Data Center Cooling
A finite-difference heat diffusion simulation of a server room. Racks generate heat proportional to load; CRAC units absorb it. Watch thermal gradients form, throttling kick in, and PUE change as you rearrange the room.
Every server produces heat. In a data center, that heat is the dominant operating cost — and the dominant design constraint. Where you place racks, how many coolers you run, and how hard you push the load all interact through the same physics: heat diffuses through air, accumulates where cooling can't reach, and eventually forces servers to throttle.
This simulation runs that physics in your browser.
The model is a naive finite-difference approximation — uniform air, no airflow direction, no rack-to-rack radiation. It captures the qualitative physics of conduction and heat accumulation, not the quantitative reality of a CFD model. Think of it as a teaching tool, not a planning tool.

Excerpted data:
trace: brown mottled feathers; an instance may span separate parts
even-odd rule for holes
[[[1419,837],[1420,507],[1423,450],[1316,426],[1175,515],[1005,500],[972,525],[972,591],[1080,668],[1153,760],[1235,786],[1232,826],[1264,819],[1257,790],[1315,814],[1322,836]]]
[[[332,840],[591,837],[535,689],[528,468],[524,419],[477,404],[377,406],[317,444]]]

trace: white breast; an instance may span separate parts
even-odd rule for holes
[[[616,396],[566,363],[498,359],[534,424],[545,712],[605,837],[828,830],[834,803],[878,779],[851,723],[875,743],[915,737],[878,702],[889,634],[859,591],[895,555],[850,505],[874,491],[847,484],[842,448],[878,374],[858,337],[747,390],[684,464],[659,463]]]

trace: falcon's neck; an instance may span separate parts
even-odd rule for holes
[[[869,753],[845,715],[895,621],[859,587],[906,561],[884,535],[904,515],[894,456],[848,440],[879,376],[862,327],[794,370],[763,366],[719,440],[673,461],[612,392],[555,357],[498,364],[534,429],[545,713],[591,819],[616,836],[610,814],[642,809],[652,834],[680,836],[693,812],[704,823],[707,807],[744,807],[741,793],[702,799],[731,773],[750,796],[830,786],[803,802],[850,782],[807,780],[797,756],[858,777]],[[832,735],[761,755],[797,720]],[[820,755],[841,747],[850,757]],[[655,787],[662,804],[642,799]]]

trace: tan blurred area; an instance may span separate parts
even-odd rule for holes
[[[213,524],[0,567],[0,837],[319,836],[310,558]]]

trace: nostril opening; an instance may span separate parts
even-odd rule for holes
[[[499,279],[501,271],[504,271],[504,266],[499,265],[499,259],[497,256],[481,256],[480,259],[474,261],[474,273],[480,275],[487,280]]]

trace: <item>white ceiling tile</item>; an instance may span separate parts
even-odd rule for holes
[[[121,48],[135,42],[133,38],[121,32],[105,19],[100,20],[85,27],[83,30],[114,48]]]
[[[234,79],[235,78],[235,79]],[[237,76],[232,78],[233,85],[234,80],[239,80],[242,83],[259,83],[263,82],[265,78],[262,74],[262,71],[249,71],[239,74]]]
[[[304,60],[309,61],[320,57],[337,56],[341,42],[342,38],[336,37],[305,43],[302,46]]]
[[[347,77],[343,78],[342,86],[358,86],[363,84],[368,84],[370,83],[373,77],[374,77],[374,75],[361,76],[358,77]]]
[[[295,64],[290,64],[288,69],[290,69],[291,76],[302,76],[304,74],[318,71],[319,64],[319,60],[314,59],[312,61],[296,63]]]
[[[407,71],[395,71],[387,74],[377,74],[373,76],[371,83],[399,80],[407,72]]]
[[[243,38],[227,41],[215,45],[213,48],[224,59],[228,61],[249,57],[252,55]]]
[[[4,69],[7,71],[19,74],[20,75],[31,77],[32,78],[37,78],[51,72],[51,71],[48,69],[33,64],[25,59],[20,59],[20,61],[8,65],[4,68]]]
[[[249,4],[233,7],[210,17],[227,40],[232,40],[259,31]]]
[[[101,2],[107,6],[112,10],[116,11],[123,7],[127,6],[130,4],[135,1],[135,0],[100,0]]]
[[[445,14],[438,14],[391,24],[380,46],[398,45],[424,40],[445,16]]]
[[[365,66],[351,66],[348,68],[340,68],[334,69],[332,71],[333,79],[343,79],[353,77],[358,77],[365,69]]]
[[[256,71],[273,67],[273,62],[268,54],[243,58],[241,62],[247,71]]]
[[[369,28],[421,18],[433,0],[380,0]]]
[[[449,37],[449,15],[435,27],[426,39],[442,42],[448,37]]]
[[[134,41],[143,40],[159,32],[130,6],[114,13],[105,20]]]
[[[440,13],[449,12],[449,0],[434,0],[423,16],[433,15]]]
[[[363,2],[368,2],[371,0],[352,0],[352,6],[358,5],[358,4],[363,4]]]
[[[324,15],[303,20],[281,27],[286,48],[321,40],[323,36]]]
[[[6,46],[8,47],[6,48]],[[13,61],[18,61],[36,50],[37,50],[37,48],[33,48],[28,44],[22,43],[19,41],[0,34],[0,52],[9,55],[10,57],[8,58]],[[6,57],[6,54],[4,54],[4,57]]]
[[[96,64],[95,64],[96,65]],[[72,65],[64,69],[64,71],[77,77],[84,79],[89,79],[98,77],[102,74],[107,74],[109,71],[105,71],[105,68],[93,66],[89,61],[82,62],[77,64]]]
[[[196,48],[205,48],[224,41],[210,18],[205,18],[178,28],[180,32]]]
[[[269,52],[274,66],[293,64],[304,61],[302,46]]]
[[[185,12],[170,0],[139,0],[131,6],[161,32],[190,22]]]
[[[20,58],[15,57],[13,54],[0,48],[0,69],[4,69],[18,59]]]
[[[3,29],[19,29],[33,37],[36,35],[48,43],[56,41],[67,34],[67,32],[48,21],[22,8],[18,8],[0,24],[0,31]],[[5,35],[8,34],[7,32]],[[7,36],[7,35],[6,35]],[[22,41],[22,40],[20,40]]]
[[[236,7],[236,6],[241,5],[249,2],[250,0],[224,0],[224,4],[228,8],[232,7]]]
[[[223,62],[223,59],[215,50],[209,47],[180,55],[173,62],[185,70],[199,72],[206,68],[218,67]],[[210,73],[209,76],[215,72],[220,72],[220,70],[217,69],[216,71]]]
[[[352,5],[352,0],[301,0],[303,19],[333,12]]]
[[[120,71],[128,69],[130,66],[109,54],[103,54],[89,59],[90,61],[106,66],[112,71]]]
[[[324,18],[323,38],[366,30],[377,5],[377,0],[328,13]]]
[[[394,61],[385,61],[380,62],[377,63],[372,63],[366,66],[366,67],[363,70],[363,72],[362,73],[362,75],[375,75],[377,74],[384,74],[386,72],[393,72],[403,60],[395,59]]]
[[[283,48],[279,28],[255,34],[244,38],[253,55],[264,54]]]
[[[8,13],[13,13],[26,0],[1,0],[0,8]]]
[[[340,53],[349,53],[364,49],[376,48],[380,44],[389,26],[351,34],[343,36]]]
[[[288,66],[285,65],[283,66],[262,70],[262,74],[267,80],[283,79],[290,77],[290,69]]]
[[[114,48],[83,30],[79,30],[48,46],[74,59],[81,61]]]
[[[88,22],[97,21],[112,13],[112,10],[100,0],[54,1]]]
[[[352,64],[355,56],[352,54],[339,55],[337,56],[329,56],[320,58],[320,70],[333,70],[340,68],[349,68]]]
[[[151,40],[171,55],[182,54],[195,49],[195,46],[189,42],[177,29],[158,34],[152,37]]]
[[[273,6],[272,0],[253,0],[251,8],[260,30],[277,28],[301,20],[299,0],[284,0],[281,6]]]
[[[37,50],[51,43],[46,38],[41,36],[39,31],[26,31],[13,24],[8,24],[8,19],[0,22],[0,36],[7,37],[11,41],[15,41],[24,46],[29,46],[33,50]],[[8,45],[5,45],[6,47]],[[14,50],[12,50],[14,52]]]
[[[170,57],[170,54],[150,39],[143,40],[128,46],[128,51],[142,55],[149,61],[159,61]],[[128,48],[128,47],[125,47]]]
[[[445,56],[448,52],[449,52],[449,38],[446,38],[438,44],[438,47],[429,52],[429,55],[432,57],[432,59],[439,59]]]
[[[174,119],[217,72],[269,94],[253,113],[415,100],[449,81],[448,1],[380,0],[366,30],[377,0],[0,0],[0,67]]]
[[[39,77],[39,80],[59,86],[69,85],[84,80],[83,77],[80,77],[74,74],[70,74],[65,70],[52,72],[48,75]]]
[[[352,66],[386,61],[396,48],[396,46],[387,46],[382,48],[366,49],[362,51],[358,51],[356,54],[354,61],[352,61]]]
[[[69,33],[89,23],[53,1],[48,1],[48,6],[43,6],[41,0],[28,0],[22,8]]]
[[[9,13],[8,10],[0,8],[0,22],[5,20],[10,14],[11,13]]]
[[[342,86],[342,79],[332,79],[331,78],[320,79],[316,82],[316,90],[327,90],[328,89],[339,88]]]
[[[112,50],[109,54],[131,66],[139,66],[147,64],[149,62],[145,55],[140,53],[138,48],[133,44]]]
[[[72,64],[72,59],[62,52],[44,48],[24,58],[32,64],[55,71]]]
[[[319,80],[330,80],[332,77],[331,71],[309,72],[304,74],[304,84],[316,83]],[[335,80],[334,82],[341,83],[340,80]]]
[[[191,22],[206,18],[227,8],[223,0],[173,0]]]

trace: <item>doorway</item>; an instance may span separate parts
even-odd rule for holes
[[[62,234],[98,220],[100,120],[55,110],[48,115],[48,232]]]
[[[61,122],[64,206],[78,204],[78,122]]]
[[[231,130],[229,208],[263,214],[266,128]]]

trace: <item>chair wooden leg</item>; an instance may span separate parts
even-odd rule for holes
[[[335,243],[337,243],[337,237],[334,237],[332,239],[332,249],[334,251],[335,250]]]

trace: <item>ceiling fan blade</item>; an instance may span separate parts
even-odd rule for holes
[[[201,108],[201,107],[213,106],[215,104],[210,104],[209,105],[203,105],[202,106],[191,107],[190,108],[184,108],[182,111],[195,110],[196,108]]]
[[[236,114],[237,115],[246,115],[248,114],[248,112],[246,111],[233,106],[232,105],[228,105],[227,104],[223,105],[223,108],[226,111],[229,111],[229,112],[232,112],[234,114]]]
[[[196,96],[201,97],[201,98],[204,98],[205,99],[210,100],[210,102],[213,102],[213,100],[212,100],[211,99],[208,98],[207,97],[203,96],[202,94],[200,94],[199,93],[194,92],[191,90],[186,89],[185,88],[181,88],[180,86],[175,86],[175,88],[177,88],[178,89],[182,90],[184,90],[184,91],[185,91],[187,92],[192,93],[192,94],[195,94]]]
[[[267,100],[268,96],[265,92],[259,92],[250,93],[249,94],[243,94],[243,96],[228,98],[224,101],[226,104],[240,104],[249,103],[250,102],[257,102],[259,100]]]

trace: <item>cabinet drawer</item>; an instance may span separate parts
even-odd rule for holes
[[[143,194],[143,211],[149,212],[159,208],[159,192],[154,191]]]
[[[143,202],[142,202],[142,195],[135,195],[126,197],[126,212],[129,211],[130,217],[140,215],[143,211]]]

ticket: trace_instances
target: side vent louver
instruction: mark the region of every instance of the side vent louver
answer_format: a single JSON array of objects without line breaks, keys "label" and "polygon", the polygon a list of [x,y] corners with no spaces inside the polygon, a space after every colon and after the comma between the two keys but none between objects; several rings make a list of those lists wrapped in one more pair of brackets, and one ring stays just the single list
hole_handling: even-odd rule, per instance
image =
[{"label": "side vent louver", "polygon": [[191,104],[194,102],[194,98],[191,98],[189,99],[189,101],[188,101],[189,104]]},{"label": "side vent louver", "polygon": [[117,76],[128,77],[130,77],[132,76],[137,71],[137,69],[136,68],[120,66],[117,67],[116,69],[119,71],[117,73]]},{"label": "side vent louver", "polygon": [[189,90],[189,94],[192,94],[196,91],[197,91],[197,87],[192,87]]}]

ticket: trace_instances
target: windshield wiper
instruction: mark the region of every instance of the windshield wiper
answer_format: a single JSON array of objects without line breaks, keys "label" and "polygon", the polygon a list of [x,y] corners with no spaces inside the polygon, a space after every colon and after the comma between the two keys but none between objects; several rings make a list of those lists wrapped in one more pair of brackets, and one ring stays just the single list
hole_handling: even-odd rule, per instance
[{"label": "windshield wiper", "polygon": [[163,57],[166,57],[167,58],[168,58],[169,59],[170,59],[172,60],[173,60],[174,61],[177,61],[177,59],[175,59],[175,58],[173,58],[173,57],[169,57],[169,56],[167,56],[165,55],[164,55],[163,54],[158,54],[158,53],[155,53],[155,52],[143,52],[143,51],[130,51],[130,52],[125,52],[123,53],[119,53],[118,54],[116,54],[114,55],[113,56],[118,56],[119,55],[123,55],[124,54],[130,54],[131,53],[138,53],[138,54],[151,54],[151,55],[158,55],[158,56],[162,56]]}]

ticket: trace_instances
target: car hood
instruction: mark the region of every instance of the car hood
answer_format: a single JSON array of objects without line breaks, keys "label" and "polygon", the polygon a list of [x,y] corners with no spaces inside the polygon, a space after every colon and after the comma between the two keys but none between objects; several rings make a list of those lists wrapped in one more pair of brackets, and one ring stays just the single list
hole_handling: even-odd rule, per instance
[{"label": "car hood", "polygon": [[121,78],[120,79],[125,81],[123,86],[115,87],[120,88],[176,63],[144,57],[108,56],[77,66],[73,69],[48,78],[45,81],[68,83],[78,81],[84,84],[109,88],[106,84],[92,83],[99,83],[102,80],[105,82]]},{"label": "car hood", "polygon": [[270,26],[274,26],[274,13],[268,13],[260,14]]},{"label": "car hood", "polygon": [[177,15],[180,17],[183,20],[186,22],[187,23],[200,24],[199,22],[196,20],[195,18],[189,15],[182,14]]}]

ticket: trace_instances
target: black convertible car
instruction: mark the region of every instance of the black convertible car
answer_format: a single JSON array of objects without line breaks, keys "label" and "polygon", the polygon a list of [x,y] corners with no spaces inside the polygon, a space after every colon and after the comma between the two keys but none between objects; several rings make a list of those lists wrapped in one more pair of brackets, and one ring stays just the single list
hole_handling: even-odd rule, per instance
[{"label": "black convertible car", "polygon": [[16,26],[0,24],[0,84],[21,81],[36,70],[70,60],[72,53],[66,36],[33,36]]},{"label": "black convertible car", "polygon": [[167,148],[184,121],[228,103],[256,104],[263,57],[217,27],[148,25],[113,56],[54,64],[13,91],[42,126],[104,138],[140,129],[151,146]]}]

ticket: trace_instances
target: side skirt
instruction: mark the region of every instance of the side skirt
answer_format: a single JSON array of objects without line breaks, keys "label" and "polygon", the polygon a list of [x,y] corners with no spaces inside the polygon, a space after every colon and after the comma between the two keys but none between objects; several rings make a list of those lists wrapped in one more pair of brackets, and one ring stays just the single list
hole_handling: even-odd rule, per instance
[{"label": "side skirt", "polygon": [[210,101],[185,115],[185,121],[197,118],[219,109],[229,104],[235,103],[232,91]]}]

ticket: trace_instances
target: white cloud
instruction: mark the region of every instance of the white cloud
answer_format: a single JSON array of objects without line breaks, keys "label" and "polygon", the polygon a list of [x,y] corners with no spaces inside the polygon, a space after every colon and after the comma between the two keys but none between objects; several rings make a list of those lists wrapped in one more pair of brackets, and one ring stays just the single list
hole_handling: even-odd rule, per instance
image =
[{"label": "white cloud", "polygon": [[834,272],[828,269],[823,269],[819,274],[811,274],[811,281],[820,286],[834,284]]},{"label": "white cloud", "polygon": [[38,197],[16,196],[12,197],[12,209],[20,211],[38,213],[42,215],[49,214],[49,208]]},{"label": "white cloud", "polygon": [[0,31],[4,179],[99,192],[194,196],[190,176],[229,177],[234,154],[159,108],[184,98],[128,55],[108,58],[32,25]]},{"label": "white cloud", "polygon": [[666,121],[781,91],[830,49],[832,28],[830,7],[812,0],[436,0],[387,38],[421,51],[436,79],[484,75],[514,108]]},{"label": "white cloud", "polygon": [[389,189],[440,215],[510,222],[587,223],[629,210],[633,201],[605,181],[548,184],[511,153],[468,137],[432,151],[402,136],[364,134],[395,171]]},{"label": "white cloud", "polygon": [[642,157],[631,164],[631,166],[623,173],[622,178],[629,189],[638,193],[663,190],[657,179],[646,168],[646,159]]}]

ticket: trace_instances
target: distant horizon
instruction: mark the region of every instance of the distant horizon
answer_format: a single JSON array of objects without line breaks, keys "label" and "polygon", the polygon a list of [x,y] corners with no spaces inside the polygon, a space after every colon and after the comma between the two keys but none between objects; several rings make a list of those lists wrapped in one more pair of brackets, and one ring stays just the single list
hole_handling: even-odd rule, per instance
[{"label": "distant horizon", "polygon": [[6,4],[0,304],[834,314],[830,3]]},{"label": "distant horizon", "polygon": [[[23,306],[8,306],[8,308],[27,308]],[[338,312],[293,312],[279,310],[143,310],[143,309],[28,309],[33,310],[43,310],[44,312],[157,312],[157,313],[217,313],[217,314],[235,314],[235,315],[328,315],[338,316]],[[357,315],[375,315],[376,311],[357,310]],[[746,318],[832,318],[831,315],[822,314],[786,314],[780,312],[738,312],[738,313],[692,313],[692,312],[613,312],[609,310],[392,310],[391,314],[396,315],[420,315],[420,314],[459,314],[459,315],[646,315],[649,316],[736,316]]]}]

Set tasks:
(a) According to the data center cooling passage, why should the simulation serve as a teaching tool and not a planning tool? Answer in one to three sentences.
(b) Report how many lines of the records contain the string "hood", with case counting. Give only the number.
The records are unrelated to the data center cooling passage.

Answers to each task:
(a) The model is a naive finite-difference approximation that assumes uniform air and leaves out airflow direction and rack-to-rack radiation. As a result, it captures the qualitative physics of conduction and heat accumulation but not the quantitative reality of a CFD model.

(b) 3